■ Problem
Find the line containing "Given the image above, the model predicts where the stack" in the material below; copy that line and all following lines exactly.

■ Available data
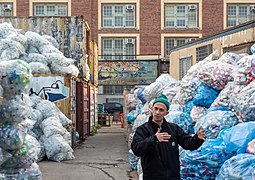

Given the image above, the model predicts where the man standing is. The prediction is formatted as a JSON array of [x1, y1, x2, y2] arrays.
[[131, 94, 206, 180]]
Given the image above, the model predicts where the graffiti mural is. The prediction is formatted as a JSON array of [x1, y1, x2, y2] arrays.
[[29, 76, 70, 102], [98, 61, 158, 85]]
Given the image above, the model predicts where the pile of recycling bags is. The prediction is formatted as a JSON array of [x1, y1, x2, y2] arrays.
[[0, 21, 77, 178], [127, 44, 255, 179], [0, 22, 82, 77], [0, 60, 42, 179]]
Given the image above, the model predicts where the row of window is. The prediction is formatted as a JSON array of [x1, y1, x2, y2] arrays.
[[103, 85, 133, 95], [1, 3, 255, 28], [102, 3, 255, 28], [0, 3, 67, 16], [101, 37, 196, 60]]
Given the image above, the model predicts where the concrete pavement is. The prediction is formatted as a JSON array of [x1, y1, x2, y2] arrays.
[[38, 124, 139, 180]]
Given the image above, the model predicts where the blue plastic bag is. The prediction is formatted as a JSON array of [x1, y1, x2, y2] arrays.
[[193, 83, 220, 108], [137, 87, 147, 105], [216, 153, 255, 180], [165, 110, 194, 134], [126, 110, 136, 125], [180, 129, 235, 180], [223, 121, 255, 154], [184, 100, 195, 114]]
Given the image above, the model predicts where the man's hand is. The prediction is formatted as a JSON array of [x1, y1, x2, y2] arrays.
[[155, 128, 171, 142], [197, 126, 206, 141]]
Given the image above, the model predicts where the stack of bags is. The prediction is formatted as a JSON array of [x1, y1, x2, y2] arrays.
[[0, 60, 42, 179]]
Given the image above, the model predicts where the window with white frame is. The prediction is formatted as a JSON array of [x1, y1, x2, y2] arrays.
[[165, 4, 198, 28], [34, 4, 67, 16], [196, 44, 213, 62], [165, 37, 196, 57], [103, 85, 133, 94], [102, 4, 135, 28], [227, 4, 255, 27], [0, 3, 13, 16], [102, 38, 135, 60], [179, 56, 192, 80]]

■ Task output
Given the image above, the model predicts where the stack of bags is. The prediction is formatted as a JSON array of [x1, y1, x2, y2] arrays.
[[0, 60, 42, 179]]
Given the image above, the model predicts where the window with white frame is. The prediction is formatted as a JSON array of [x1, y1, x2, y2] arrays.
[[165, 4, 198, 28], [34, 4, 67, 16], [196, 44, 213, 62], [165, 37, 196, 57], [103, 85, 133, 94], [102, 4, 135, 28], [227, 4, 255, 27], [0, 3, 13, 16], [102, 38, 135, 60], [179, 56, 192, 80]]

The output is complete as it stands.